| Цитируемый отрывок |
----
16/29 апреля. День серый, а то все время чудесная погода. Был в сберегательной кассе, лучше все выбрать, в дикарских странах банки и кассы — <нрзб>, прежде умней были — в землю зарывали. Чиновник, жалкая <нрзб>, в очках, весь день пьет чай за своим барьером. Уверен — очень доволен жизнью, главное — служебными часами.
Лакей лет двадцати пяти, грек или полу грек, можно — одессит, можно — пароходный лакей. Довольно высок, длинные ноги, пиджачная черная парочка, волосы черные — на косой ряд, завитком, коком, как у какого-нибудь лаборанта, надо лбом, пенсне, большой кадык, служит очень молчаливо, вечная сдержанность, вечное мысленное пожимание плечом — «что ж, делать нечего, будем лакеем!». Может стать преступником.
Одесса, весна, часов двенадцать ночи, чистая, пустая уже улица — приятно идти. Свежая зелень каштанов, в ней — фонари. Еврей, небольшой, кругленький, довольно приятный даже, идет, снял шляпу. Превосходное расположение духа. Был в гостях, там в гостиной на четвертом этаже, с отворенной на балкон дверью, пела молодая женщина с большой грудью. Гостиная тесная, противная, мерзкие картины в тяжелых багетах, атласные пуфы и т. д. <нрзб> В «Парус» (для альманаха) послал (уже недели две тому назад): «Золотыми цветут остриями…», «Просыпаюсь в полумраке…», «Этот старый погост…», «Стали дымом…», «Тает, сияет…», «Что впереди» и «Мы рядом шли…».
----
| Сохранённый список |
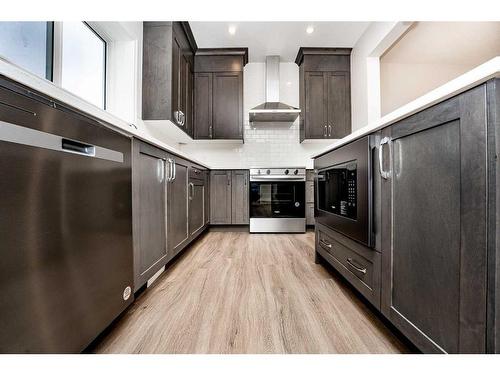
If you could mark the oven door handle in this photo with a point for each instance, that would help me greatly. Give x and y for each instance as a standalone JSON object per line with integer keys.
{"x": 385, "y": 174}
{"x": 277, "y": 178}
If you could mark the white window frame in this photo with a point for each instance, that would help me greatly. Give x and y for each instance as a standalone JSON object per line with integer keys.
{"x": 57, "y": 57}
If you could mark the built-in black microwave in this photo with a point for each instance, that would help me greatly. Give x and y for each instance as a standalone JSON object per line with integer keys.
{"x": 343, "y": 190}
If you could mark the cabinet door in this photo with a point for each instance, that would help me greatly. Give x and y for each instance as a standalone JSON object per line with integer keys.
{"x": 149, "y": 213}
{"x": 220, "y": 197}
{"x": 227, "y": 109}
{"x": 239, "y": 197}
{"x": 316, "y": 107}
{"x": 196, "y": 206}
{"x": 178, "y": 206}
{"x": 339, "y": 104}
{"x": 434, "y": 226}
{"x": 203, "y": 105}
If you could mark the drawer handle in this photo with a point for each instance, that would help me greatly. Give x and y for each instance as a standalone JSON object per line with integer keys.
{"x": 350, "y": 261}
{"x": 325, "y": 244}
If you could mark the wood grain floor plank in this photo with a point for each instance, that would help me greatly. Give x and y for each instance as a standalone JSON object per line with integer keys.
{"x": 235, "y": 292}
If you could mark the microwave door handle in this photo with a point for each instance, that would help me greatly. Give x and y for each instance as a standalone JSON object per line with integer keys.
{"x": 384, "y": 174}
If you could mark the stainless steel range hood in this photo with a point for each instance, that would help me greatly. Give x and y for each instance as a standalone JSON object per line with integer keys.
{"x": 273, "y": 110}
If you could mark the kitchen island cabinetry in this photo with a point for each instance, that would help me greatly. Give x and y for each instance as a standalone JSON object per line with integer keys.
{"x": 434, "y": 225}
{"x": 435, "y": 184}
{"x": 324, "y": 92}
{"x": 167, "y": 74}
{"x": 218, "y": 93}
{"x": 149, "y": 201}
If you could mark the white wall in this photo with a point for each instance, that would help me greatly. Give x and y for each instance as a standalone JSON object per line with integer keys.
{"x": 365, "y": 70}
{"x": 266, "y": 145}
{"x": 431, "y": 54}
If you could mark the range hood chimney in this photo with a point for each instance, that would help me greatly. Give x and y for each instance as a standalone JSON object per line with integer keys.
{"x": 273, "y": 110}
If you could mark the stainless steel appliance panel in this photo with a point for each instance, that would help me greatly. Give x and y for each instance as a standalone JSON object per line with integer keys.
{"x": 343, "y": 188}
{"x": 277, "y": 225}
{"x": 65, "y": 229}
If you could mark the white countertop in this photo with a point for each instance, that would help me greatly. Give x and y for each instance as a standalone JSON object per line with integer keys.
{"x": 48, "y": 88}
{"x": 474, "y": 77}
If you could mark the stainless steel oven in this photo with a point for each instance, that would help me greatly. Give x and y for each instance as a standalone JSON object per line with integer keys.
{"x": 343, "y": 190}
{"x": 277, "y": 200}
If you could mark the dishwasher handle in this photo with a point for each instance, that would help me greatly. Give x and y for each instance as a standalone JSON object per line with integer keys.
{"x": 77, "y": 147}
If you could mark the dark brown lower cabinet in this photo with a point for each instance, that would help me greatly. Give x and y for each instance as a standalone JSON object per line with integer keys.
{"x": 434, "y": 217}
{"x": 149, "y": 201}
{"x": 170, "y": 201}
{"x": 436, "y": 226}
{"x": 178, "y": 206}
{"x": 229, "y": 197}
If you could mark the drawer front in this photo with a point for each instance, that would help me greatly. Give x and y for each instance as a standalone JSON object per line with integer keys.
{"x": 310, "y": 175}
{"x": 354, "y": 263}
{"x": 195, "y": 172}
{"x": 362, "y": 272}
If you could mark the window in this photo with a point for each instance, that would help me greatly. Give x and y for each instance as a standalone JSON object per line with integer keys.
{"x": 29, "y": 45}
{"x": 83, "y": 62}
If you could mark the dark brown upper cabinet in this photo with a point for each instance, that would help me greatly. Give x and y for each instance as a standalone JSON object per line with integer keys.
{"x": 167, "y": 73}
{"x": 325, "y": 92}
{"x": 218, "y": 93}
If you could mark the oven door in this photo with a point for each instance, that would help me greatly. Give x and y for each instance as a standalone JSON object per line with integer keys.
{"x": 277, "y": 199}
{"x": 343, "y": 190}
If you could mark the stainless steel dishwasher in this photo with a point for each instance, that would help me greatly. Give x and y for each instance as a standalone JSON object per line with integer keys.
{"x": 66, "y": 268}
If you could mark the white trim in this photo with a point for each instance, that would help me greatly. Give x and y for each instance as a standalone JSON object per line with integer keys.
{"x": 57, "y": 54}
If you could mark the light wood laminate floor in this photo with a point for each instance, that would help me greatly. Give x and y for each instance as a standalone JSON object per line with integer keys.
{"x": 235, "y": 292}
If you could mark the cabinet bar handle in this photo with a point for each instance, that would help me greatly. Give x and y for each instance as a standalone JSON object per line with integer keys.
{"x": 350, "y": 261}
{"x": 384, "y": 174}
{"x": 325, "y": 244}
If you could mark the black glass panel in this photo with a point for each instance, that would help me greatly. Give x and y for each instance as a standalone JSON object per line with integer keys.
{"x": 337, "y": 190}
----
| Задание 1 |
Выведите цитируемый отрывок целиком, без единого изменения.
| Задание 2 |
Измените в списке строки начиная со строки с «If you could mark the window» и до конца списка включительно: замените «white trim» на «white molding», остальное оставьте как есть. Выведите только эти строки.
Список никак не связан с отрывком.

| Правильный ответ 1 |
16/29 апреля. День серый, а то все время чудесная погода. Был в сберегательной кассе, лучше все выбрать, в дикарских странах банки и кассы — <нрзб>, прежде умней были — в землю зарывали. Чиновник, жалкая <нрзб>, в очках, весь день пьет чай за своим барьером. Уверен — очень доволен жизнью, главное — служебными часами.
Лакей лет двадцати пяти, грек или полу грек, можно — одессит, можно — пароходный лакей. Довольно высок, длинные ноги, пиджачная черная парочка, волосы черные — на косой ряд, завитком, коком, как у какого-нибудь лаборанта, надо лбом, пенсне, большой кадык, служит очень молчаливо, вечная сдержанность, вечное мысленное пожимание плечом — «что ж, делать нечего, будем лакеем!». Может стать преступником.
Одесса, весна, часов двенадцать ночи, чистая, пустая уже улица — приятно идти. Свежая зелень каштанов, в ней — фонари. Еврей, небольшой, кругленький, довольно приятный даже, идет, снял шляпу. Превосходное расположение духа. Был в гостях, там в гостиной на четвертом этаже, с отворенной на балкон дверью, пела молодая женщина с большой грудью. Гостиная тесная, противная, мерзкие картины в тяжелых багетах, атласные пуфы и т. д. <нрзб> В «Парус» (для альманаха) послал (уже недели две тому назад): «Золотыми цветут остриями…», «Просыпаюсь в полумраке…», «Этот старый погост…», «Стали дымом…», «Тает, сияет…», «Что впереди» и «Мы рядом шли…».

| Правильный ответ 2 |
If you could mark the window in this photo with a point for each instance, that would help me greatly. Give x and y for each instance as a standalone JSON object per line with integer keys.
{"x": 29, "y": 45}
{"x": 83, "y": 62}
If you could mark the dark brown upper cabinet in this photo with a point for each instance, that would help me greatly. Give x and y for each instance as a standalone JSON object per line with integer keys.
{"x": 167, "y": 73}
{"x": 325, "y": 92}
{"x": 218, "y": 93}
If you could mark the oven door in this photo with a point for each instance, that would help me greatly. Give x and y for each instance as a standalone JSON object per line with integer keys.
{"x": 277, "y": 199}
{"x": 343, "y": 190}
If you could mark the stainless steel dishwasher in this photo with a point for each instance, that would help me greatly. Give x and y for each instance as a standalone JSON object per line with integer keys.
{"x": 66, "y": 268}
If you could mark the white molding in this photo with a point for each instance, that would help me greatly. Give x and y for each instance as a standalone JSON object per line with integer keys.
{"x": 57, "y": 54}
If you could mark the light wood laminate floor in this photo with a point for each instance, that would help me greatly. Give x and y for each instance as a standalone JSON object per line with integer keys.
{"x": 235, "y": 292}
If you could mark the cabinet bar handle in this photo with a point for each instance, that would help me greatly. Give x and y for each instance as a standalone JSON object per line with integer keys.
{"x": 350, "y": 261}
{"x": 384, "y": 174}
{"x": 325, "y": 244}
If you could mark the black glass panel in this photo with a point for each instance, that would help me greatly. Give x and y for each instance as a standalone JSON object per line with integer keys.
{"x": 337, "y": 190}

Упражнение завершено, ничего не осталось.